**AIM OF THE EXERCISE:** Starting with the line with "--find woman in teal shirt" and going on through the line with "(0, 69), (508, 194)", write out every line again, requests included. Multiply each coordinate in the answers by 2.15 and round to whole numbers, halves up, but leave the numbers in the requests and their format samples as they are.

+++ THE RECORDS +++

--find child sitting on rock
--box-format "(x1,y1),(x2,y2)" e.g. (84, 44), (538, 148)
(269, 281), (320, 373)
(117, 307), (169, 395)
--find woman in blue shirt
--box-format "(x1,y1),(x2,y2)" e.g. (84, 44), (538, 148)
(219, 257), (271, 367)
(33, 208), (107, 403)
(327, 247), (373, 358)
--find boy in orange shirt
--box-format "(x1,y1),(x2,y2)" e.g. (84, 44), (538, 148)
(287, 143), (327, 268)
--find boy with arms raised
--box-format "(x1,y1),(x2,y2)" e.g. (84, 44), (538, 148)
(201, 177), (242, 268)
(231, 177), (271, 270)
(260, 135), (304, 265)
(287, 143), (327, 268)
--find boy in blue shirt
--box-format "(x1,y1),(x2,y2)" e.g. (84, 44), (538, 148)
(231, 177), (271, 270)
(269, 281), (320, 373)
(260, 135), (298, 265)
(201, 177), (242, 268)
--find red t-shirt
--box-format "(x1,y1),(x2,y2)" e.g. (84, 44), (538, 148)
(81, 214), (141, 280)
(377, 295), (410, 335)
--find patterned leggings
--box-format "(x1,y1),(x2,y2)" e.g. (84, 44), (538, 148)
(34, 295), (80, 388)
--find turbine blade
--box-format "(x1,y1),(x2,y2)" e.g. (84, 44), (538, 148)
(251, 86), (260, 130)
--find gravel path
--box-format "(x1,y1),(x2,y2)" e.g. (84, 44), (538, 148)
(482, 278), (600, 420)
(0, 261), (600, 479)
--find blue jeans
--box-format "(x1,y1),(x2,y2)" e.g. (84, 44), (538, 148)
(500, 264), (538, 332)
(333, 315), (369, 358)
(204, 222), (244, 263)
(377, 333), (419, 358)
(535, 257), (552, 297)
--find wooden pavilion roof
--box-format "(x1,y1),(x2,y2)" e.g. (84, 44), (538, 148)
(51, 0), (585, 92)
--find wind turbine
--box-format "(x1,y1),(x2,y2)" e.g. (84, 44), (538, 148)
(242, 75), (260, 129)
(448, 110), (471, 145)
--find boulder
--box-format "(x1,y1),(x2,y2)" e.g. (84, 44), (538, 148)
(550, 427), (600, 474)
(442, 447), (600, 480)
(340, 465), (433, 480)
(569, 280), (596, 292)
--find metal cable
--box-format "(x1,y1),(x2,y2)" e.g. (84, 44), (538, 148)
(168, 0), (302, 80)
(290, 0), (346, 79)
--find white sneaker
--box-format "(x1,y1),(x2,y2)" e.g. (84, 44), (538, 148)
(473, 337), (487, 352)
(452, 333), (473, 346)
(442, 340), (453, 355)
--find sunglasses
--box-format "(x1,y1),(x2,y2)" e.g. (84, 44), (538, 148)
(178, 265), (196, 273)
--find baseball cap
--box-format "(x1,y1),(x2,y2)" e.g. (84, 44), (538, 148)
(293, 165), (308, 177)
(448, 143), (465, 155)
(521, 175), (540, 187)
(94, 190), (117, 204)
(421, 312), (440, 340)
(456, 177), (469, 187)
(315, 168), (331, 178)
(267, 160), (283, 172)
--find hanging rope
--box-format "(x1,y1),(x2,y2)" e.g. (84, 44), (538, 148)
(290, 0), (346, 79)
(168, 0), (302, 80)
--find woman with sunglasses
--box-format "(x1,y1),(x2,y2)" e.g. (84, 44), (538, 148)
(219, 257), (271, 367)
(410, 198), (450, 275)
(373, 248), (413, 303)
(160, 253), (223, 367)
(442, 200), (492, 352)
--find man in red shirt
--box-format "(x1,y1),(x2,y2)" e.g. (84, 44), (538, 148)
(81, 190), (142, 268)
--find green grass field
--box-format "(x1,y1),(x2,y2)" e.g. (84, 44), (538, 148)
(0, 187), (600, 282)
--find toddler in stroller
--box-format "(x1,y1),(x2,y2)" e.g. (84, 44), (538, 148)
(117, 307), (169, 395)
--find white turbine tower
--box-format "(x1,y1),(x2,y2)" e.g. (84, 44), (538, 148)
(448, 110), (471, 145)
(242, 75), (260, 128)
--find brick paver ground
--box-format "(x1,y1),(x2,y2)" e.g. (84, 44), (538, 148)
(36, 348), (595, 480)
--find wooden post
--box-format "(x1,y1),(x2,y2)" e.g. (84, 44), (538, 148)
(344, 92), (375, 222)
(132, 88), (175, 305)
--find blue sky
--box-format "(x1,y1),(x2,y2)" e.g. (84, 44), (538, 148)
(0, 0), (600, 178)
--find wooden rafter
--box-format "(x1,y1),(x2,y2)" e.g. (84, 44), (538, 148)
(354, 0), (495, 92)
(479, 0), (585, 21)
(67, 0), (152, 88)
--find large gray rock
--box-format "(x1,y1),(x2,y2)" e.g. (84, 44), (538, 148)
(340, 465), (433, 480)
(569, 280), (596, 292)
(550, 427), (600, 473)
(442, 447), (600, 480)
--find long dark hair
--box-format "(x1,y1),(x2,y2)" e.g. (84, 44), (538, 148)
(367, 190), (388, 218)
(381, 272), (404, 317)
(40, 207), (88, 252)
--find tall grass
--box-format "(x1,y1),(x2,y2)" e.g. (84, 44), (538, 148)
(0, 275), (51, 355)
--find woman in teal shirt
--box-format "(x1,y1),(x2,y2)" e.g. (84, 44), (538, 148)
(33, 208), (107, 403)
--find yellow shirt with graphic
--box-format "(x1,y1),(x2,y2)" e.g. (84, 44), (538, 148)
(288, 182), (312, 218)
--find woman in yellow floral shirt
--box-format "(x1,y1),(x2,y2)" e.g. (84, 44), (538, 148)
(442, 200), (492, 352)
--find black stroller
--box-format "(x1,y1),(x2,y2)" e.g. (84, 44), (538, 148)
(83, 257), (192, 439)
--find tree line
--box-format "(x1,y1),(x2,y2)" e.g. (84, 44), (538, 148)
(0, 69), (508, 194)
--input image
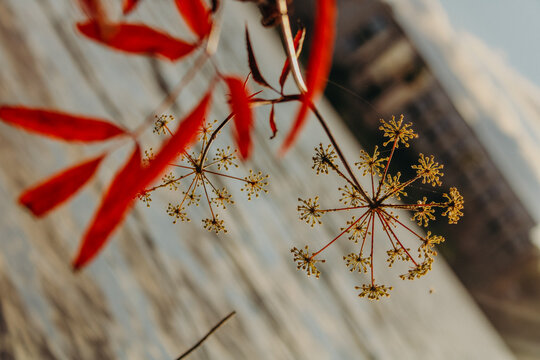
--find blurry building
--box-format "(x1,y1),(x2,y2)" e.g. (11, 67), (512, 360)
(296, 0), (538, 352)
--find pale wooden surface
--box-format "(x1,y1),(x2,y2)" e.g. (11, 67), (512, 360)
(0, 0), (511, 359)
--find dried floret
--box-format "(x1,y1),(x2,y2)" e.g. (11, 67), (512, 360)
(153, 115), (174, 135)
(411, 154), (444, 186)
(355, 146), (388, 176)
(343, 253), (371, 272)
(355, 283), (393, 300)
(297, 196), (322, 227)
(203, 214), (227, 234)
(383, 171), (407, 200)
(212, 188), (234, 209)
(240, 170), (268, 200)
(442, 187), (465, 224)
(379, 115), (418, 148)
(341, 216), (369, 244)
(291, 245), (325, 279)
(411, 196), (435, 227)
(214, 146), (238, 170)
(312, 144), (337, 175)
(386, 247), (411, 267)
(167, 203), (189, 224)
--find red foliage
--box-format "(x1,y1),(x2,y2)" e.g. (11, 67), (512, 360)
(72, 145), (141, 270)
(174, 0), (212, 39)
(73, 93), (210, 270)
(269, 105), (277, 139)
(225, 76), (253, 159)
(281, 0), (337, 153)
(122, 0), (139, 15)
(77, 21), (197, 61)
(79, 0), (106, 22)
(0, 106), (126, 142)
(19, 156), (104, 216)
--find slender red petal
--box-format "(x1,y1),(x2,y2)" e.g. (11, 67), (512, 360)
(122, 0), (139, 15)
(0, 106), (126, 142)
(77, 21), (197, 61)
(175, 0), (212, 39)
(281, 0), (337, 153)
(279, 27), (306, 91)
(72, 145), (141, 270)
(73, 93), (210, 270)
(19, 156), (104, 216)
(246, 25), (272, 88)
(225, 77), (253, 159)
(211, 0), (219, 13)
(79, 0), (106, 21)
(270, 104), (277, 139)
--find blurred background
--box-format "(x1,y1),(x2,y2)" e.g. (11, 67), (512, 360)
(0, 0), (540, 360)
(297, 0), (540, 359)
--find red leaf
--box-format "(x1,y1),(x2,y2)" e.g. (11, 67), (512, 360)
(246, 25), (272, 88)
(122, 0), (139, 15)
(279, 27), (306, 92)
(225, 77), (253, 159)
(73, 93), (210, 270)
(281, 0), (337, 153)
(79, 0), (106, 21)
(72, 145), (141, 270)
(211, 0), (219, 13)
(175, 0), (212, 39)
(269, 104), (277, 139)
(19, 156), (104, 216)
(0, 106), (126, 142)
(77, 21), (197, 61)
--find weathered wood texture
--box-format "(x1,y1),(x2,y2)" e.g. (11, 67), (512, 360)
(0, 0), (511, 360)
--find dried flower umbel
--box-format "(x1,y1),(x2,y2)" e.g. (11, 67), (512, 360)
(139, 115), (268, 234)
(291, 115), (464, 300)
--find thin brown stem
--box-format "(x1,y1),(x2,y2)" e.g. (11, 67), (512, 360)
(178, 175), (199, 209)
(369, 212), (375, 286)
(382, 211), (418, 266)
(145, 171), (195, 192)
(204, 170), (249, 182)
(310, 211), (368, 260)
(360, 211), (373, 254)
(201, 178), (216, 220)
(309, 102), (373, 204)
(375, 137), (399, 199)
(377, 211), (396, 250)
(277, 0), (308, 94)
(378, 175), (421, 203)
(319, 205), (369, 212)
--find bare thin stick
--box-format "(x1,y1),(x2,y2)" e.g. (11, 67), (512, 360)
(278, 0), (307, 93)
(176, 311), (236, 360)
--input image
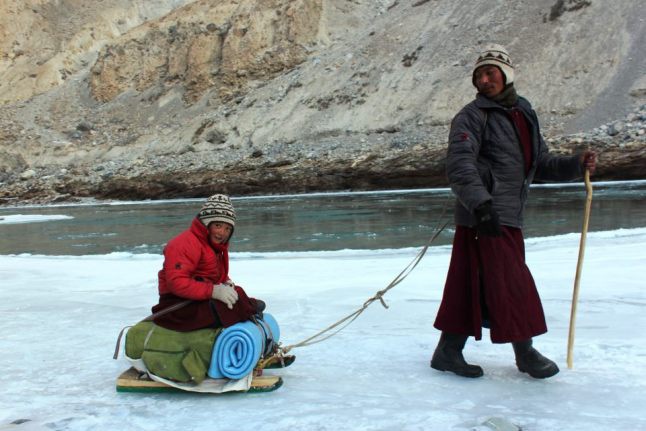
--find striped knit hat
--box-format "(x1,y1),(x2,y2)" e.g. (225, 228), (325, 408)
(197, 194), (236, 227)
(471, 43), (514, 86)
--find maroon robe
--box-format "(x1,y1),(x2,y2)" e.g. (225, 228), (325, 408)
(434, 226), (547, 343)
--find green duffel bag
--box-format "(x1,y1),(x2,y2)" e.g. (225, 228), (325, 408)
(126, 321), (222, 383)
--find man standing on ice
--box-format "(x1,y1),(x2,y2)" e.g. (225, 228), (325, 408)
(431, 45), (596, 378)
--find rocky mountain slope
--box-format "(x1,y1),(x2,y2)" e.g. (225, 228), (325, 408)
(0, 0), (646, 204)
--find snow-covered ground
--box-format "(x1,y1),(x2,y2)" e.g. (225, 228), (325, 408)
(0, 228), (646, 431)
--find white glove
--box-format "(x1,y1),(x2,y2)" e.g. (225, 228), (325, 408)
(211, 284), (238, 310)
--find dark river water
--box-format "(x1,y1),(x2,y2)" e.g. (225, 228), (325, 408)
(0, 181), (646, 255)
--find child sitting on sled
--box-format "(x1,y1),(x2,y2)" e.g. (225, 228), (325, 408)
(152, 194), (265, 332)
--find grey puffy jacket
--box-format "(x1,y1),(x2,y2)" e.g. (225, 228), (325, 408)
(446, 95), (583, 228)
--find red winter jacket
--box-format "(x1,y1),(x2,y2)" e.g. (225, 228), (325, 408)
(158, 217), (229, 300)
(152, 217), (257, 331)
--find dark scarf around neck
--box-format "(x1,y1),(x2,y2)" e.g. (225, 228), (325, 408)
(491, 83), (518, 108)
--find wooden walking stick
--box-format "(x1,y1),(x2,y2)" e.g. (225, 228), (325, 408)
(567, 169), (592, 369)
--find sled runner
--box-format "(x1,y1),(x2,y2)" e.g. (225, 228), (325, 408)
(117, 367), (283, 393)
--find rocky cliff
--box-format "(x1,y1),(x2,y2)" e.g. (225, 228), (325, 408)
(0, 0), (646, 204)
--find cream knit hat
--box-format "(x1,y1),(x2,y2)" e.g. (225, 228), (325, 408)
(471, 44), (514, 86)
(197, 194), (236, 227)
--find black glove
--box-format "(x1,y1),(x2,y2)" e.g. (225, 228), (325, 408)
(475, 201), (502, 236)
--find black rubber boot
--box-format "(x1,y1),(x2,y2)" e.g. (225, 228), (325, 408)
(431, 332), (484, 378)
(511, 338), (559, 379)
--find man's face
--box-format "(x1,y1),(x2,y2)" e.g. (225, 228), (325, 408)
(474, 64), (505, 97)
(209, 221), (233, 244)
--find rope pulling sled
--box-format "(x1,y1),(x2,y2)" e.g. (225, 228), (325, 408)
(257, 222), (448, 369)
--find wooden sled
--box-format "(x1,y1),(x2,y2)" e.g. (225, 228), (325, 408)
(117, 367), (283, 394)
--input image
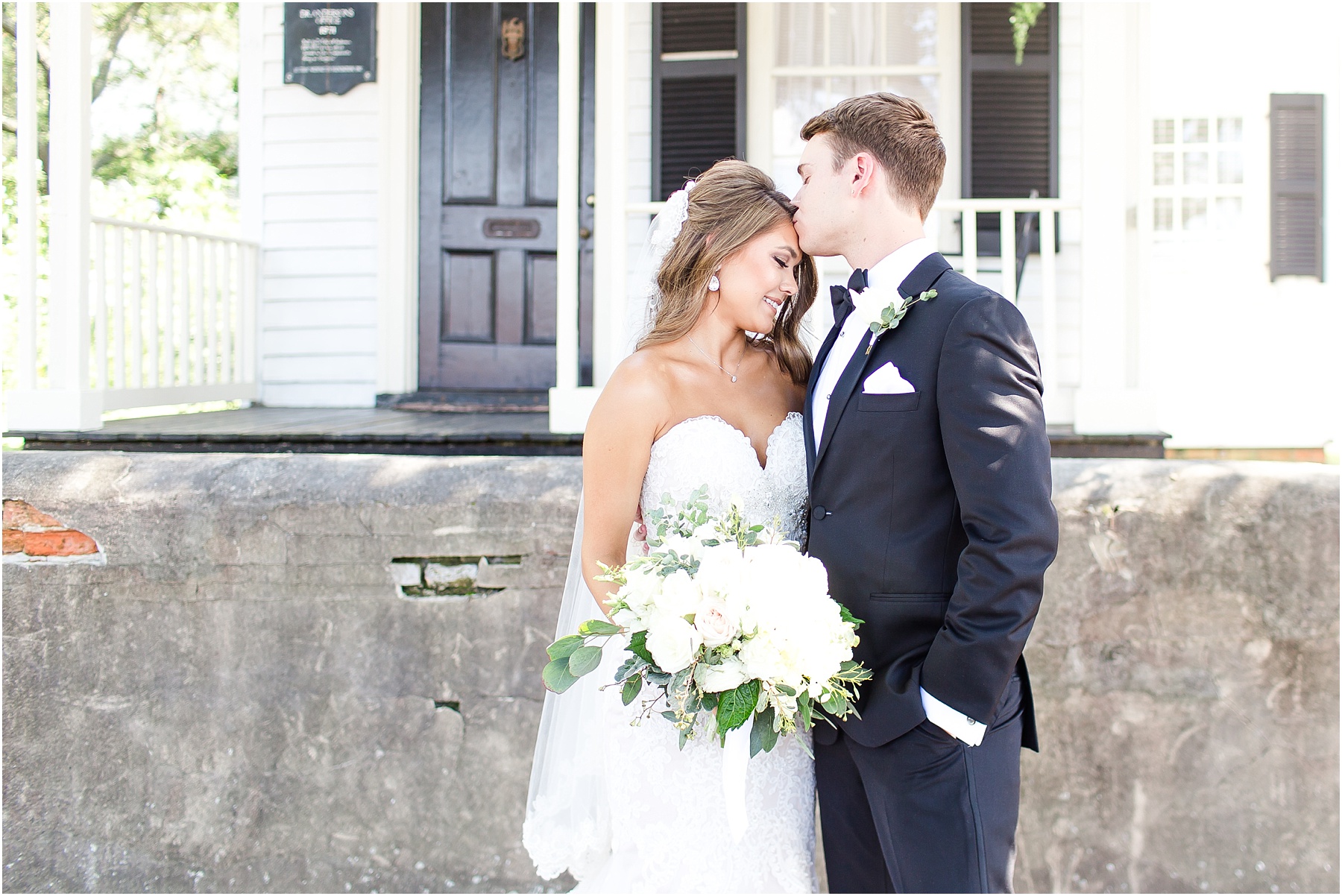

+++

**FULL SOLUTION:**
--find woman in teal shirt
--box-format "(x1,y1),(x2,y2)" e.g. (84, 44), (538, 148)
(71, 447), (230, 866)
--find yellow shirt with graphic
--box-format "(x1,y1),(x2,y2)" e.g. (84, 44), (538, 148)
(619, 391), (671, 469)
--find woman in yellow floral shirt
--box-format "(x1,y1),(x2,y2)" e.g. (84, 44), (538, 148)
(950, 430), (1058, 757)
--find black stroller
--box-format "(x1,y1),(x2,y2)" e.g. (84, 44), (538, 148)
(178, 553), (413, 944)
--find tree line
--box-format "(x1,y1),(x2,y2)" e.g. (84, 44), (538, 148)
(0, 148), (1092, 417)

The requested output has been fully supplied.